Copy out the lines of each item below word for word, leaving out the pictures.

::: EXTRACTED MATERIAL :::

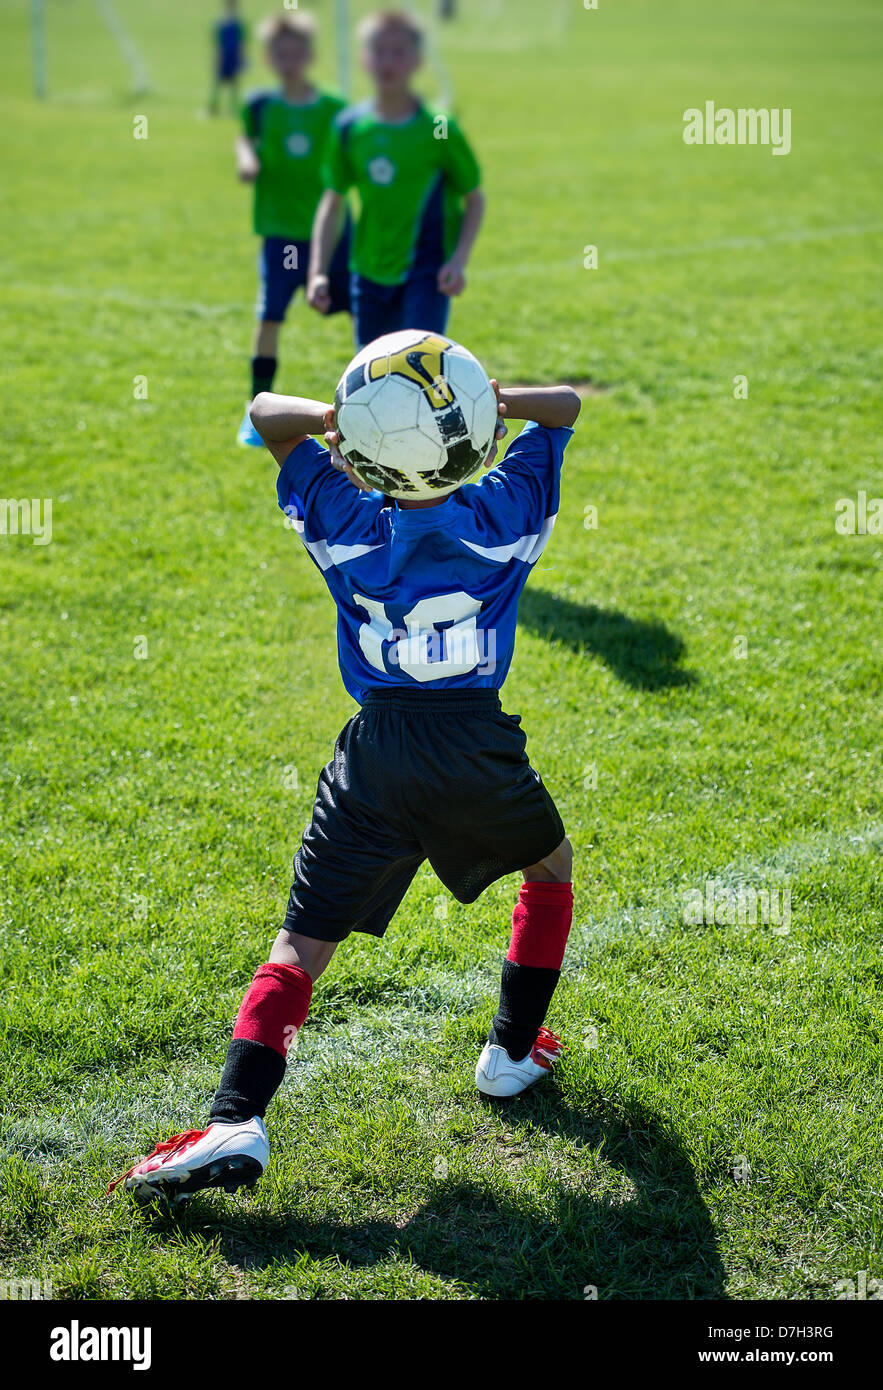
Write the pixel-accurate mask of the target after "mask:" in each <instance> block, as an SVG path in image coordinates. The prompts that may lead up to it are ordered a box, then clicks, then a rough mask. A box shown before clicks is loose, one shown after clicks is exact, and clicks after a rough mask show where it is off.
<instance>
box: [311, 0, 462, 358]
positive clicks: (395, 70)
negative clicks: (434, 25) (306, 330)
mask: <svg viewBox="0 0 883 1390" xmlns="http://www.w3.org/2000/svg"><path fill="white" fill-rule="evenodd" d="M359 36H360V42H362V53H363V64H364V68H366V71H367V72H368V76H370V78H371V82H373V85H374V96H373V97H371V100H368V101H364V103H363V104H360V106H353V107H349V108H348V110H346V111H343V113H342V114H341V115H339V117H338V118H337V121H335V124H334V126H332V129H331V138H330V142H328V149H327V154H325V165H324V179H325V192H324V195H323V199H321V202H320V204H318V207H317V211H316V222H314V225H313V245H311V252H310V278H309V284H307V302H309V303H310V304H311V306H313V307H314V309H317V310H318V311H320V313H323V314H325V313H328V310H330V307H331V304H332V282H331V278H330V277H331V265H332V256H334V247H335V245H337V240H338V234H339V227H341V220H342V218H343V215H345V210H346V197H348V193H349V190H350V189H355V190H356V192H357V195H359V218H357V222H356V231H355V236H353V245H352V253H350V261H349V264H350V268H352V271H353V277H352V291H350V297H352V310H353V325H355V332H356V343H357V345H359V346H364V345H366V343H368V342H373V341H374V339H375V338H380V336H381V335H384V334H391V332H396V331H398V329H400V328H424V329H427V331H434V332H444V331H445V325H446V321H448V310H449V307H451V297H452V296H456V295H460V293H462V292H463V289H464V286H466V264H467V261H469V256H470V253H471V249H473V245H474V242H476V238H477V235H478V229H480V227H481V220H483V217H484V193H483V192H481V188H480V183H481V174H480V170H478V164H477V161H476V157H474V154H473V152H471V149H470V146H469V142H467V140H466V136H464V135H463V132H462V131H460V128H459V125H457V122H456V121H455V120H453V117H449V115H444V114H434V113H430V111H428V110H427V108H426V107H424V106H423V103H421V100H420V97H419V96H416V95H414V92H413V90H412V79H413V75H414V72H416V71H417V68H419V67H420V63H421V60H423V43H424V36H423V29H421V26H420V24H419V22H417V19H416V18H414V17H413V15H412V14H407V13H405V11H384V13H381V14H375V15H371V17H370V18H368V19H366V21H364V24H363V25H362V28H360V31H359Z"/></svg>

:::

▸ **SOLUTION**:
Write the pixel-accurate mask of the target after "mask:" in each <instance> block, as an SVG path in image coordinates. The prompts that may lead up to it are ordered a box, then clicks, then a rough mask. A box shown before clicks is loose, one shown after clicks is exact, and clicks after a rough mask show where it is off.
<instance>
box: [311, 0, 462, 358]
positive clicks: (395, 70)
negative clicks: (434, 25) (306, 330)
mask: <svg viewBox="0 0 883 1390" xmlns="http://www.w3.org/2000/svg"><path fill="white" fill-rule="evenodd" d="M359 36H360V42H362V53H363V64H364V68H366V71H367V72H368V76H370V78H371V82H373V85H374V96H373V97H371V100H368V101H364V103H363V104H360V106H353V107H349V108H348V110H346V111H343V113H342V114H341V115H339V117H338V118H337V121H335V124H334V126H332V129H331V138H330V142H328V149H327V154H325V165H324V179H325V192H324V195H323V199H321V202H320V204H318V207H317V211H316V222H314V225H313V245H311V252H310V278H309V284H307V302H309V303H310V304H311V306H313V307H314V309H317V310H318V311H320V313H323V314H325V313H328V310H330V307H331V304H332V282H331V278H330V277H331V265H332V256H334V247H335V245H337V240H338V234H339V227H341V220H342V218H343V215H345V210H346V197H348V193H349V190H350V189H355V190H356V192H357V195H359V218H357V222H356V231H355V236H353V245H352V253H350V261H349V264H350V268H352V271H353V277H352V291H350V297H352V310H353V325H355V332H356V343H357V345H359V346H364V345H366V343H368V342H373V341H374V339H375V338H380V336H381V335H384V334H391V332H396V331H398V329H400V328H424V329H427V331H434V332H444V331H445V325H446V321H448V310H449V307H451V297H452V296H456V295H460V293H462V292H463V289H464V286H466V264H467V261H469V256H470V253H471V249H473V245H474V242H476V238H477V235H478V229H480V227H481V220H483V217H484V193H483V192H481V188H480V183H481V174H480V170H478V164H477V161H476V157H474V154H473V152H471V149H470V146H469V142H467V140H466V136H464V135H463V132H462V131H460V128H459V125H457V122H456V121H455V120H453V117H449V115H444V114H434V113H430V111H428V110H427V108H426V107H424V106H423V103H421V100H420V97H419V96H416V95H414V92H413V90H412V79H413V75H414V72H416V71H417V68H419V67H420V63H421V60H423V43H424V36H423V29H421V26H420V24H419V22H417V19H416V18H414V17H413V15H412V14H407V13H405V11H384V13H381V14H375V15H371V17H370V18H368V19H366V21H364V24H363V25H362V28H360V31H359Z"/></svg>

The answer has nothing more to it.